Riportiamo qui di seguito
l’intervento del Gen. Carlo Leonardo Scabelloni, fratello di Massimo Scaligero,
pronunciato in occasione di una riunione tenutasi lo scorso mese di maggio
presso il caffè «Giubbe Rosse» di Firenze dedicata alle
poesie del volume La pietra e la folgore.
L’autore stesso, in
una sua lettera, definisce questa sua testimonianza «basata su alcuni
ricordi di questo mio fratello consanguineo che – per alcune circostanze
della vita – frequentai poco ma amai e ammirai molto».
|
Vidi per la prima volta
Massimo nel 1940. Allora, avevo sette anni e Massimo trentaquattro. Mi
fu presentato durante una festa di compleanno d’un parente; ricordo un
uomo snello, dal profilo vagamente aristocratico, che puntò su di
me l’indice in modo scherzoso, sorridendo.
Lo rividi circa un anno
dopo a Ostia, dov’ero a fare i bagni con mia sorella, e ricordo un giovane
uomo magro e abbronzato, che si tuffava in mare facendo lunghe nuotate.
Negli anni successivi sentii
parlare di lui con rispetto, come di persona importante, nelle colonie
permanenti dov’ero stato messo dai miei genitori dall’età di otto
anni.
Lo incontrai di nuovo nel
dopoguerra. Il bel volto del giovane uomo che avevo conosciuto da bambino
era adesso scavato e i capelli s’erano fatti piú radi sulla fronte.
Il carcere e le delusioni patite – di cui allora nulla sapevo – avevano
fatto l’opera loro.
Negli anni ‘50, nelle mie
fugaci visite a Roma, tra un collegio e l’altro, andavo a trovarlo nella
sua casa di via Innocenzo X. In quel tempo ero un adolescente di scarse
fortune, d’incerto avvenire, con studi non amati alle spalle, lettore accanito
ma disordinato. Lui, che sapeva tutto questo, mi trattava con grande gentilezza
e benevolenza; da pari a pari. Con la sua voce pacata, quasi pesando le
parole, parlava di tutto indovinando gli interessi e i rovelli del suo
giovane interlocutore. Sembrava voler dirmi: leggi, studia, vivi; sicuramente
troverai la tua strada. Solo di passata accennava a temi riguardanti la
sua costante ricerca spirituale, che pure era la cosa che piú gli
stava a cuore.

::::

- COSA FARE -
Prosegui la testimonianza su Massimo Scaligero a partire dall'ultima frase riportata sopra. Le righe riportate qui sotto non sono necessarie.

- Record di annotazione dei contorni -

::::

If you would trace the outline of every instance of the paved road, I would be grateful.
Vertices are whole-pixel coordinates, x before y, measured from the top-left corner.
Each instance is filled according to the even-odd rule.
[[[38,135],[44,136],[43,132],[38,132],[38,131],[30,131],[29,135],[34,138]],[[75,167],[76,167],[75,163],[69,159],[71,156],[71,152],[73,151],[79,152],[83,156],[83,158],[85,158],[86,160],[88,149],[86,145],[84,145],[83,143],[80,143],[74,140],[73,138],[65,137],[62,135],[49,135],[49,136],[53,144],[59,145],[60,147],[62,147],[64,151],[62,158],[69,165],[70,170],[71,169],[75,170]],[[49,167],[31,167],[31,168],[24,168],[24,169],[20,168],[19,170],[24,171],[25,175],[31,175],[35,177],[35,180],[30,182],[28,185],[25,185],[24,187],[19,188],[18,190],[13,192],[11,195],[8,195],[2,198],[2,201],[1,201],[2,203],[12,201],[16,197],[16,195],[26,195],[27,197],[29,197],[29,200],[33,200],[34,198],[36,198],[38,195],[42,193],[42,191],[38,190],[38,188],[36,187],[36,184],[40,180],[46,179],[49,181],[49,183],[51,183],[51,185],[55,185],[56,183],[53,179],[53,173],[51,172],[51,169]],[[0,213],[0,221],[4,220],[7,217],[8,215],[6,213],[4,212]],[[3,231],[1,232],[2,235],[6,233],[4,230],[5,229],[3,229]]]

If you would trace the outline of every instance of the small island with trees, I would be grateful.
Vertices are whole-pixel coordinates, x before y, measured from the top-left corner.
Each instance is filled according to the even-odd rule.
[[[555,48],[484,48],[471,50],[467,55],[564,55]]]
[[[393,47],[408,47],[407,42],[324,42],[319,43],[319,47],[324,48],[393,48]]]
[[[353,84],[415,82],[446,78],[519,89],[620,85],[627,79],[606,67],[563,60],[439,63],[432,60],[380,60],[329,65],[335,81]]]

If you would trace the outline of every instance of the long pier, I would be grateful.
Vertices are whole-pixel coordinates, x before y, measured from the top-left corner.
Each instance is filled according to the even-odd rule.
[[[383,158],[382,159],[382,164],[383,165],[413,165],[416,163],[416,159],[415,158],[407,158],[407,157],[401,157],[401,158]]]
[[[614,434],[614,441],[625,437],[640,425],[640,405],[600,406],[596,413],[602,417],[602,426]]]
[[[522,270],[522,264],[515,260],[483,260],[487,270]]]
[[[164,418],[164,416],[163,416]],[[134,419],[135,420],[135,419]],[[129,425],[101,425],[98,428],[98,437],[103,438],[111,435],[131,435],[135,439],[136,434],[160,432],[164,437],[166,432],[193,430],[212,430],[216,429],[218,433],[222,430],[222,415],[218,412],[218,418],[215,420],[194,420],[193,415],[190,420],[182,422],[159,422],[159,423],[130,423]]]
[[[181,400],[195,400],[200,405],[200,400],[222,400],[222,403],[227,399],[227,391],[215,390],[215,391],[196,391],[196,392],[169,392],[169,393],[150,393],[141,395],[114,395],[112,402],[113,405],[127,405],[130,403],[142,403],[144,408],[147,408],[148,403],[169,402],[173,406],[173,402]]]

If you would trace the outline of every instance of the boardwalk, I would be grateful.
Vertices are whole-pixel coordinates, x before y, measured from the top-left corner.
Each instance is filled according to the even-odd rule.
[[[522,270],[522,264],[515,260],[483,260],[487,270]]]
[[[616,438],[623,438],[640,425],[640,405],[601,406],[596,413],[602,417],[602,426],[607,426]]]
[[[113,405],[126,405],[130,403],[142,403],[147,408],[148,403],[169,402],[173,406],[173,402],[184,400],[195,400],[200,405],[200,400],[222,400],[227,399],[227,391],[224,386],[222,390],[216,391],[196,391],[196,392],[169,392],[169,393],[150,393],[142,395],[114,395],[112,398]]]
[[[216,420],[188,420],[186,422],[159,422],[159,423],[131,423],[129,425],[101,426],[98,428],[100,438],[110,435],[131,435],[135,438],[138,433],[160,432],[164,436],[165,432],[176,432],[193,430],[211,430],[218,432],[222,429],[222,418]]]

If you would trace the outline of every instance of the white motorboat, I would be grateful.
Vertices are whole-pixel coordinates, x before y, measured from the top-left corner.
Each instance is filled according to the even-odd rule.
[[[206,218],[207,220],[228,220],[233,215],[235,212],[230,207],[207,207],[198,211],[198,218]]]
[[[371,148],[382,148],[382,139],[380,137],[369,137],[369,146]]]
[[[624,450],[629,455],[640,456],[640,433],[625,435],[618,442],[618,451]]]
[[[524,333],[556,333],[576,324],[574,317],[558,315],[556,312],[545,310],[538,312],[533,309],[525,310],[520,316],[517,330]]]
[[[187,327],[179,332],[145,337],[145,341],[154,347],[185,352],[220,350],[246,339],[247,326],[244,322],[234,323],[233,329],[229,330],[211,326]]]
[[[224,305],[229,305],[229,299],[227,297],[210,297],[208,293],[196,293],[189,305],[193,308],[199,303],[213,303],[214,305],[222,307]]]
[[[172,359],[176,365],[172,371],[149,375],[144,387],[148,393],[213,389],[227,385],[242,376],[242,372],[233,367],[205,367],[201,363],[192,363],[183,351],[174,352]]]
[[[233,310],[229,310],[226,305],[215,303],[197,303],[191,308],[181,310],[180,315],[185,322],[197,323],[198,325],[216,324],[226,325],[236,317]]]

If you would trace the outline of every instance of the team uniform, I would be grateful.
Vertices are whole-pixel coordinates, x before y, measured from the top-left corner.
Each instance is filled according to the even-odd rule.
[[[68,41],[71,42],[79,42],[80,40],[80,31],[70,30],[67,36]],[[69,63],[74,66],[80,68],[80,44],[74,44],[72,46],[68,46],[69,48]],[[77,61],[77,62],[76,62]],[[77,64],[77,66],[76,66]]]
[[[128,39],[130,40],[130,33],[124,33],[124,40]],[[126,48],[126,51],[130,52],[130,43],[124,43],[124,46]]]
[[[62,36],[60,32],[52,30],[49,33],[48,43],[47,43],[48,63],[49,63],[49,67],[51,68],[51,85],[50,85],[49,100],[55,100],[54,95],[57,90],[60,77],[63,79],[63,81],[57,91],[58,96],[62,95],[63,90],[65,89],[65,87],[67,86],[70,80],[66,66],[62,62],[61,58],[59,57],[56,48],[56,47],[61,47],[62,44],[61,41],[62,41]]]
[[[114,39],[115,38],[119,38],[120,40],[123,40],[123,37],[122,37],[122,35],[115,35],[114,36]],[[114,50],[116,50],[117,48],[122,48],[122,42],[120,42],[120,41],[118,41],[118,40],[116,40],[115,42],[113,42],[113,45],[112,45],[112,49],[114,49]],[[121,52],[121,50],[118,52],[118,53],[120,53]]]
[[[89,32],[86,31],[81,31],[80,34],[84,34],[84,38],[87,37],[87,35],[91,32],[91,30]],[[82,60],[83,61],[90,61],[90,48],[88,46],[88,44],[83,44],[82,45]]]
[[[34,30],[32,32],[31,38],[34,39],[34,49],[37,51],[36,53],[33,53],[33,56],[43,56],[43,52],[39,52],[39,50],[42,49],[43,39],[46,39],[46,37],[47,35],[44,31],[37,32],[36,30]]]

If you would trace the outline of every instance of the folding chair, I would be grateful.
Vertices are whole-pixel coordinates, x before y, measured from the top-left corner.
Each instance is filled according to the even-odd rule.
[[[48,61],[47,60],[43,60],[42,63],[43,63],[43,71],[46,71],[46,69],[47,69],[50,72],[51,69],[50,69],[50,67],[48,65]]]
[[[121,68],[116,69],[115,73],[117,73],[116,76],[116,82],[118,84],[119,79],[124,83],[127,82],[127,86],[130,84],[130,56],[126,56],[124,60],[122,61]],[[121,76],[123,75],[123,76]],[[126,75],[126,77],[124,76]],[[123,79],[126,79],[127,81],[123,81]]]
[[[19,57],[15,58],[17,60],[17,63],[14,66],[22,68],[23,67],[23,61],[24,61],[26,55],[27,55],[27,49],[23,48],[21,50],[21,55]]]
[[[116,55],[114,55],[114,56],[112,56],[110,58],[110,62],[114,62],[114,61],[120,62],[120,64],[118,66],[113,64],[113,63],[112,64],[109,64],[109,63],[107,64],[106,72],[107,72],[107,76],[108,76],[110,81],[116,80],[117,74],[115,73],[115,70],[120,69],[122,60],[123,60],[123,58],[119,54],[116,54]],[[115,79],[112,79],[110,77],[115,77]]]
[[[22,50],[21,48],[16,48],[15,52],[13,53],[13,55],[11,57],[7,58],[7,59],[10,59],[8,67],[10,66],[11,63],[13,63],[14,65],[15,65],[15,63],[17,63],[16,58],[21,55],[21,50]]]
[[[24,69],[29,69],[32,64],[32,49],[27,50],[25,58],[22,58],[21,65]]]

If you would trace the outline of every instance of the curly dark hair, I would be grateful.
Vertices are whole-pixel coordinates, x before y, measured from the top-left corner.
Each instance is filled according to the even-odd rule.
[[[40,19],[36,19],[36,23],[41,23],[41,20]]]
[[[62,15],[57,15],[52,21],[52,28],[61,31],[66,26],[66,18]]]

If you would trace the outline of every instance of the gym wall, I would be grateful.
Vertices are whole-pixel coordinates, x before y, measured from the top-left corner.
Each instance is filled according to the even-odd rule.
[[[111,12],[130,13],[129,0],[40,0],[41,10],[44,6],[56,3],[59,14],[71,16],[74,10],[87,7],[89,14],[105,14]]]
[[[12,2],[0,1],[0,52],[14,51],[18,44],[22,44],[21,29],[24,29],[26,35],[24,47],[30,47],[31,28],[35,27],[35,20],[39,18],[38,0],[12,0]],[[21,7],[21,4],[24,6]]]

::::

- LA RISPOSTA -
Un giorno, correva, credo,
l’anno 1950, mi incontrò per caso in largo di Torre Argentina. Vide
che avevo le scarpe rotte e, senza dire una parola, mi prese sottobraccio,
mi pilotò verso un negozio di calzature lí vicino e mi comprò
un bel paio di scarpe nuove. Confuso, volevo ringraziarlo; ma lui con un
tono solennemente scherzoso, alzando l’indice, disse: «Il merito
è del corpo astrale». Allora non conoscevo lontanamente il
significato di quei termini e interpretai la sua uscita come una delle
battute che Massimo sapeva sfoderare al momento opportuno, talvolta per
sdrammatizzare i sentimenti eccessivi dei grandi tragici, talaltra per
sfrondare l’alloro ad alcuni “illuminati” coi quali veniva in contatto,
ed anche, con fine spirito, per non dare troppa importanza formale a quello
che lui stesso diceva.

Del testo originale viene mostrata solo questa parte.